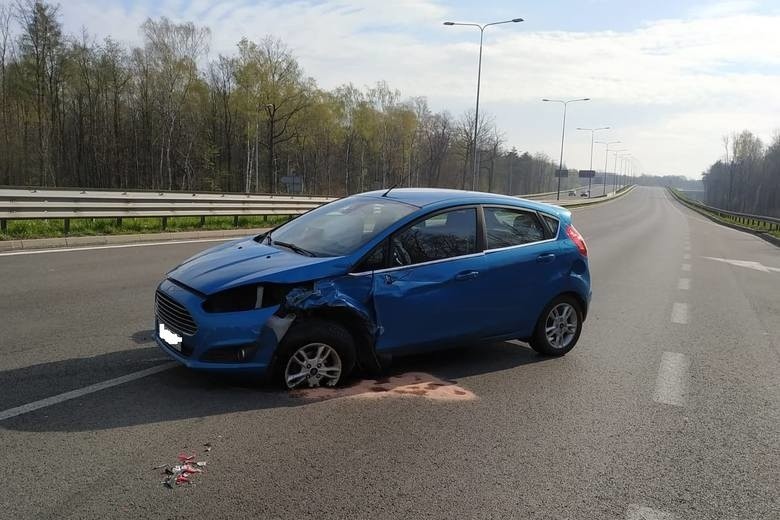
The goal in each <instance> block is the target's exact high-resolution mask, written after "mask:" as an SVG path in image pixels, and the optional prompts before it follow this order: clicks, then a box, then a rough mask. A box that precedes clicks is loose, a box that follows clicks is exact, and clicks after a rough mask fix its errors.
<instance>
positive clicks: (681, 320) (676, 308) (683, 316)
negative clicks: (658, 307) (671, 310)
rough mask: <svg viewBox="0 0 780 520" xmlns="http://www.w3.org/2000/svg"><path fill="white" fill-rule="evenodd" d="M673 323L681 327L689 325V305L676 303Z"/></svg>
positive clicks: (672, 308)
mask: <svg viewBox="0 0 780 520" xmlns="http://www.w3.org/2000/svg"><path fill="white" fill-rule="evenodd" d="M672 323H677V324H680V325H687V324H688V304H687V303H679V302H677V303H675V304H674V305H673V306H672Z"/></svg>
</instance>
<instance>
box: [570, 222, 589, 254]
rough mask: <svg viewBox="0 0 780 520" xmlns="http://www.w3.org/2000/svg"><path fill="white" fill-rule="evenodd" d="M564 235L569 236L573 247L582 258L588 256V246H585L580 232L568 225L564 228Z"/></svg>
mask: <svg viewBox="0 0 780 520" xmlns="http://www.w3.org/2000/svg"><path fill="white" fill-rule="evenodd" d="M566 234H567V235H568V236H569V238H570V239H571V241H572V242H574V245H575V246H577V250H578V251H579V252H580V254H581V255H582V256H588V246H587V245H585V239H584V238H582V235H580V232H579V231H577V230H576V229H574V226H572V225H571V224H569V225H568V226H566Z"/></svg>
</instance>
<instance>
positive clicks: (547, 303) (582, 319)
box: [545, 291, 588, 322]
mask: <svg viewBox="0 0 780 520" xmlns="http://www.w3.org/2000/svg"><path fill="white" fill-rule="evenodd" d="M561 296H569V297H571V298H574V299H575V300H576V301H577V303H578V304H579V305H580V310H581V311H582V321H583V322H585V320H586V319H587V317H588V302H587V300H585V298H583V297H582V296H581V295H580V294H579V293H577V292H575V291H567V292H562V293H561V294H559V295H557V296H556V297H555V298H560V297H561ZM555 298H553V299H552V300H550V301H549V302H547V305H549V304H550V302H552V301H553V300H555ZM545 307H546V306H545Z"/></svg>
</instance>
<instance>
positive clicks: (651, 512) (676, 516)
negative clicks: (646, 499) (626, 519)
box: [626, 505, 677, 520]
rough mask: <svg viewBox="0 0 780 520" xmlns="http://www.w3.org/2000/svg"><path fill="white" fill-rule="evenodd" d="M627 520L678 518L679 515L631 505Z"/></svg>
mask: <svg viewBox="0 0 780 520" xmlns="http://www.w3.org/2000/svg"><path fill="white" fill-rule="evenodd" d="M626 519H627V520H677V515H673V514H672V513H667V512H666V511H659V510H657V509H652V508H649V507H644V506H637V505H631V506H629V508H628V514H627V515H626Z"/></svg>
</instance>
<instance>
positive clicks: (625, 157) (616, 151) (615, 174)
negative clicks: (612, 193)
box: [612, 150, 631, 191]
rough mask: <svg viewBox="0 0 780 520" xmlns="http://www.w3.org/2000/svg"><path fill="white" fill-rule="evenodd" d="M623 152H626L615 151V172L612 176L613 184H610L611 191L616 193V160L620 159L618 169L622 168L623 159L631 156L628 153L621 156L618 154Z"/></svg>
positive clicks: (621, 154) (620, 155)
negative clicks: (614, 191) (610, 187)
mask: <svg viewBox="0 0 780 520" xmlns="http://www.w3.org/2000/svg"><path fill="white" fill-rule="evenodd" d="M624 151H626V150H615V172H614V174H613V176H612V182H613V184H612V189H613V190H614V191H617V185H618V169H617V160H618V158H620V167H621V168H622V167H623V160H624V159H625V158H627V157H629V156H631V154H630V153H629V154H621V153H620V152H624Z"/></svg>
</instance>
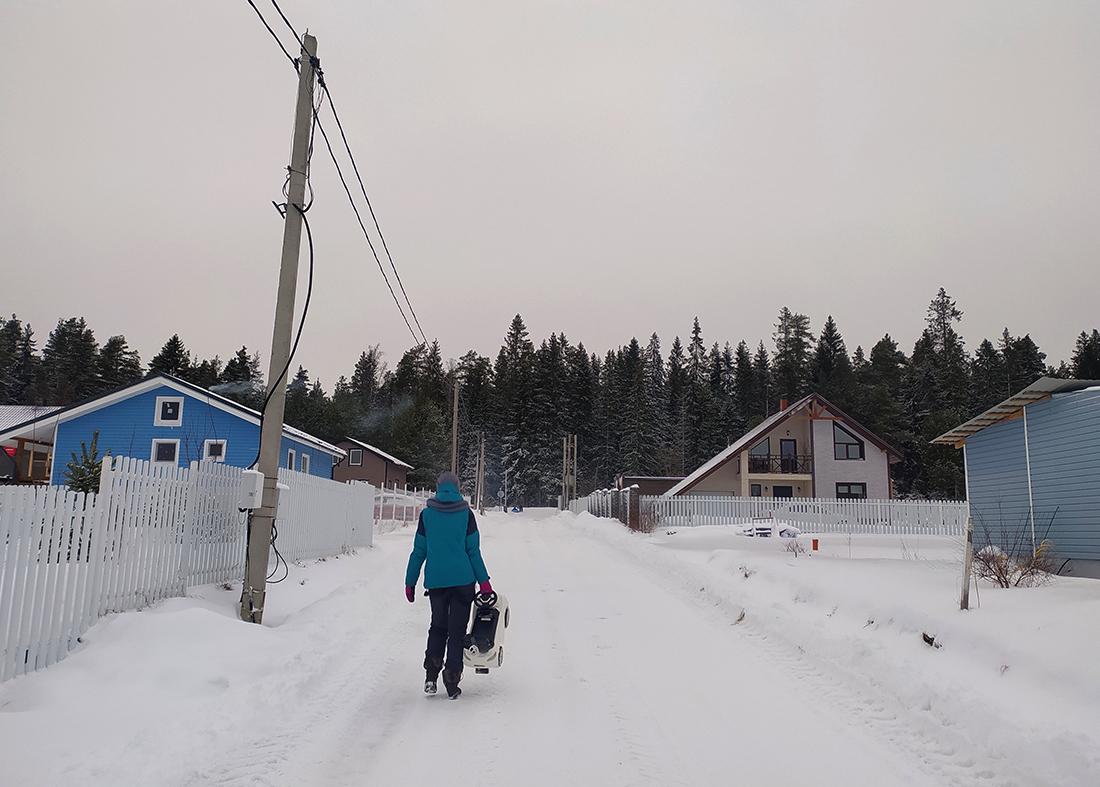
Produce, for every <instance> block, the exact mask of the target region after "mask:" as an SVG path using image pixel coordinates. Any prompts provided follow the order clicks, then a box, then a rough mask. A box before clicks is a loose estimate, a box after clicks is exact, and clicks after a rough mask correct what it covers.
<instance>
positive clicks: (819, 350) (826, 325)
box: [811, 315, 855, 409]
mask: <svg viewBox="0 0 1100 787" xmlns="http://www.w3.org/2000/svg"><path fill="white" fill-rule="evenodd" d="M811 384H812V387H813V390H814V391H815V392H816V393H820V394H821V395H822V396H824V397H825V398H827V400H828V401H829V402H833V403H834V404H836V405H837V406H838V407H840V408H844V409H848V408H849V405H850V403H851V401H853V398H854V396H855V373H854V372H853V369H851V361H850V359H849V358H848V350H847V348H845V346H844V337H843V336H840V331H839V329H837V327H836V323H835V321H834V319H833V316H832V315H829V317H828V319H826V320H825V327H824V328H822V335H821V338H820V339H818V340H817V347H816V349H815V350H814V358H813V364H812V383H811Z"/></svg>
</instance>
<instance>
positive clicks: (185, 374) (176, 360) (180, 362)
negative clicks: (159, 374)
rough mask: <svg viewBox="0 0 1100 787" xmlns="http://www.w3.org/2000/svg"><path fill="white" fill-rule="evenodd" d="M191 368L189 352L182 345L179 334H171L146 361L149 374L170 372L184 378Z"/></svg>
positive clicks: (190, 358)
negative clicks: (157, 352)
mask: <svg viewBox="0 0 1100 787" xmlns="http://www.w3.org/2000/svg"><path fill="white" fill-rule="evenodd" d="M190 368H191V353H189V352H188V351H187V348H186V347H184V341H183V339H180V338H179V334H173V335H172V337H171V338H169V339H168V340H167V341H166V342H164V347H162V348H161V351H160V352H158V353H156V354H155V356H153V359H152V360H151V361H150V362H149V371H150V373H151V374H172V375H174V376H177V378H186V376H187V373H188V372H189V371H190Z"/></svg>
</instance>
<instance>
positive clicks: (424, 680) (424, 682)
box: [423, 656, 443, 695]
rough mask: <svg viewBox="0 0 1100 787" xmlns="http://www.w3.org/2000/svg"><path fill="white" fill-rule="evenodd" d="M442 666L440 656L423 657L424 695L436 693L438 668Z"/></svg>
mask: <svg viewBox="0 0 1100 787" xmlns="http://www.w3.org/2000/svg"><path fill="white" fill-rule="evenodd" d="M442 667H443V659H442V658H438V659H437V658H429V657H427V656H426V657H425V659H423V692H425V693H426V695H433V693H436V692H437V691H438V690H439V688H438V686H437V682H436V681H437V680H438V679H439V670H440V669H442Z"/></svg>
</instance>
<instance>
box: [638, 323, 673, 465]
mask: <svg viewBox="0 0 1100 787" xmlns="http://www.w3.org/2000/svg"><path fill="white" fill-rule="evenodd" d="M642 367H643V369H645V378H646V379H645V403H646V413H645V420H643V425H642V431H643V444H645V445H646V447H647V451H646V453H647V456H646V472H647V473H648V474H652V476H660V474H664V473H667V472H668V470H667V468H668V466H669V463H670V461H671V457H670V451H669V402H668V392H667V390H665V379H664V359H663V358H662V357H661V339H660V337H658V336H657V334H652V335H651V336H650V337H649V343H648V345H647V346H646V351H645V354H643V357H642Z"/></svg>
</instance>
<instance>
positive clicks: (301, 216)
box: [249, 205, 313, 469]
mask: <svg viewBox="0 0 1100 787" xmlns="http://www.w3.org/2000/svg"><path fill="white" fill-rule="evenodd" d="M290 207H293V208H294V209H295V210H297V211H298V212H299V214H300V215H301V223H303V226H304V227H305V228H306V241H307V243H308V245H309V277H308V278H307V284H306V300H305V303H304V304H303V306H301V318H300V319H299V320H298V331H297V334H295V337H294V343H293V345H292V346H290V354H288V356H287V358H286V364H285V365H284V367H283V371H282V372H279V375H278V376H277V378H276V379H275V380H274V381H272V383H271V384H270V385H268V386H267V395H266V396H264V403H263V405H262V406H261V407H260V431H261V434H263V430H264V413H266V412H267V403H268V402H271V398H272V395H273V394H274V393H275V391H276V390H277V389H278V386H279V385H282V384H283V381H285V380H286V376H287V372H289V371H290V363H292V362H293V361H294V356H295V353H297V352H298V342H299V341H301V331H303V329H304V328H305V327H306V315H308V314H309V300H310V298H311V297H312V295H313V232H312V230H311V229H310V228H309V219H307V218H306V210H305V209H304V208H301V207H299V206H297V205H294V206H290ZM259 463H260V449H259V448H257V449H256V458H255V459H254V460H253V462H252V464H250V466H249V468H250V469H251V468H254V467H255V466H256V464H259ZM292 469H293V468H292Z"/></svg>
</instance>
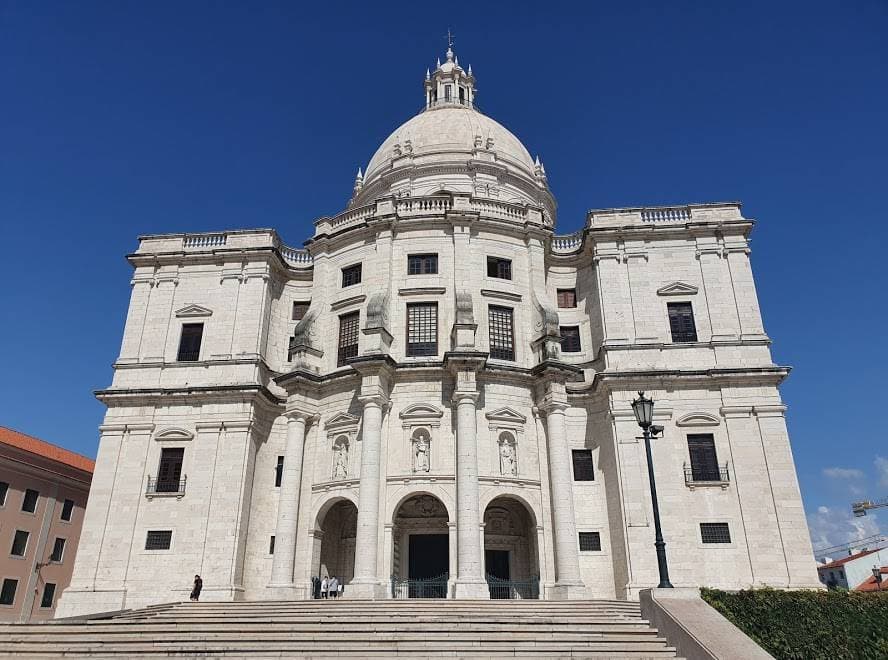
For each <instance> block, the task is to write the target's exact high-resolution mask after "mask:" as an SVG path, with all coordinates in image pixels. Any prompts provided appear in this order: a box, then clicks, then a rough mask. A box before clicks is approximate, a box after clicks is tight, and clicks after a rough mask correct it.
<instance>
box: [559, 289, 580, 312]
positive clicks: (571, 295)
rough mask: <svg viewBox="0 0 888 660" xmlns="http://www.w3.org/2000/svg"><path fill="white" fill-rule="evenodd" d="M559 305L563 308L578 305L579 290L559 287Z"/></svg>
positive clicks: (575, 306)
mask: <svg viewBox="0 0 888 660" xmlns="http://www.w3.org/2000/svg"><path fill="white" fill-rule="evenodd" d="M558 306H559V307H561V308H570V307H576V306H577V290H576V289H558Z"/></svg>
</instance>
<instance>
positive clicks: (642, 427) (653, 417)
mask: <svg viewBox="0 0 888 660" xmlns="http://www.w3.org/2000/svg"><path fill="white" fill-rule="evenodd" d="M632 412H634V413H635V421H636V422H638V425H639V426H640V427H641V428H643V429H646V428H650V426H651V424H653V421H654V400H653V399H648V398H646V397H645V396H644V392H639V393H638V398H637V399H635V400H634V401H633V402H632Z"/></svg>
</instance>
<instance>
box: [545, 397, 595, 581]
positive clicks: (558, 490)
mask: <svg viewBox="0 0 888 660" xmlns="http://www.w3.org/2000/svg"><path fill="white" fill-rule="evenodd" d="M563 390H564V385H563V384H560V383H552V384H550V385H549V392H548V393H547V395H546V400H545V401H544V403H543V405H542V406H540V408H541V409H542V410H543V411H544V412H545V413H546V431H547V436H548V438H547V441H548V442H547V445H548V450H549V483H550V487H551V489H552V522H553V524H554V527H555V529H554V532H555V534H554V536H555V586H554V588H553V595H554V597H555V598H556V599H568V598H571V599H573V598H584V597H585V586H584V585H583V581H582V580H581V579H580V557H579V542H578V541H577V525H576V519H575V518H574V506H573V484H572V483H571V474H572V466H571V460H570V450H569V448H568V446H567V435H566V433H565V430H564V411H565V410H566V409H567V408H568V404H567V402H566V401H564V400H563V399H564V398H566V396H558V395H559V394H561V395H564V391H563Z"/></svg>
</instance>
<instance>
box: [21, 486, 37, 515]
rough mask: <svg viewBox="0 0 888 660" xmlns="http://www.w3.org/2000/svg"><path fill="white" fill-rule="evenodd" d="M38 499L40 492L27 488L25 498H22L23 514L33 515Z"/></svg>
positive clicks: (25, 491)
mask: <svg viewBox="0 0 888 660" xmlns="http://www.w3.org/2000/svg"><path fill="white" fill-rule="evenodd" d="M39 498H40V491H36V490H34V489H33V488H28V489H27V490H26V491H25V496H24V497H23V498H22V511H24V512H25V513H34V512H35V511H36V510H37V500H38V499H39Z"/></svg>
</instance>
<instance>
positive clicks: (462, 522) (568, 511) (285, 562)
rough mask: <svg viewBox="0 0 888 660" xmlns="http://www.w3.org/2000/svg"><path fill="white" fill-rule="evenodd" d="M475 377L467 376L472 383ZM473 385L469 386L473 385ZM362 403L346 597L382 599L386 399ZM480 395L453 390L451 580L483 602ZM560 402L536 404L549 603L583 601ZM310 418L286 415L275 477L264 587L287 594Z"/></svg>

§ WORK TO COMPLETE:
Of the entries above, transcribe exactly those lines that fall between the line containing "positive clicks: (424, 680) (424, 682)" and the line containing "positive clicks: (301, 216)", together with those two lines.

§ ANSWER BELOW:
positive clicks: (424, 680) (424, 682)
box: [423, 656, 443, 695]
rough mask: <svg viewBox="0 0 1100 787" xmlns="http://www.w3.org/2000/svg"><path fill="white" fill-rule="evenodd" d="M442 666L440 656L423 657L424 695L436 693L438 668Z"/></svg>
mask: <svg viewBox="0 0 1100 787" xmlns="http://www.w3.org/2000/svg"><path fill="white" fill-rule="evenodd" d="M442 667H443V659H442V658H438V659H437V658H429V657H427V656H426V657H425V659H423V692H425V693H426V695H433V693H436V692H437V691H438V690H439V688H438V686H437V682H436V681H437V680H438V679H439V670H440V669H442Z"/></svg>
</instance>
<instance>
box: [638, 323, 673, 465]
mask: <svg viewBox="0 0 1100 787" xmlns="http://www.w3.org/2000/svg"><path fill="white" fill-rule="evenodd" d="M642 367H643V369H645V378H646V379H645V403H646V413H645V420H643V425H642V431H643V444H645V445H646V447H647V451H646V453H647V456H646V472H647V473H648V474H652V476H660V474H664V473H667V472H668V470H667V468H668V466H669V463H670V461H671V457H670V451H669V402H668V392H667V390H665V379H664V359H663V358H662V357H661V339H660V337H658V336H657V334H652V335H651V336H650V337H649V343H648V345H647V346H646V351H645V354H643V357H642Z"/></svg>
</instance>
<instance>
positive clicks: (301, 216)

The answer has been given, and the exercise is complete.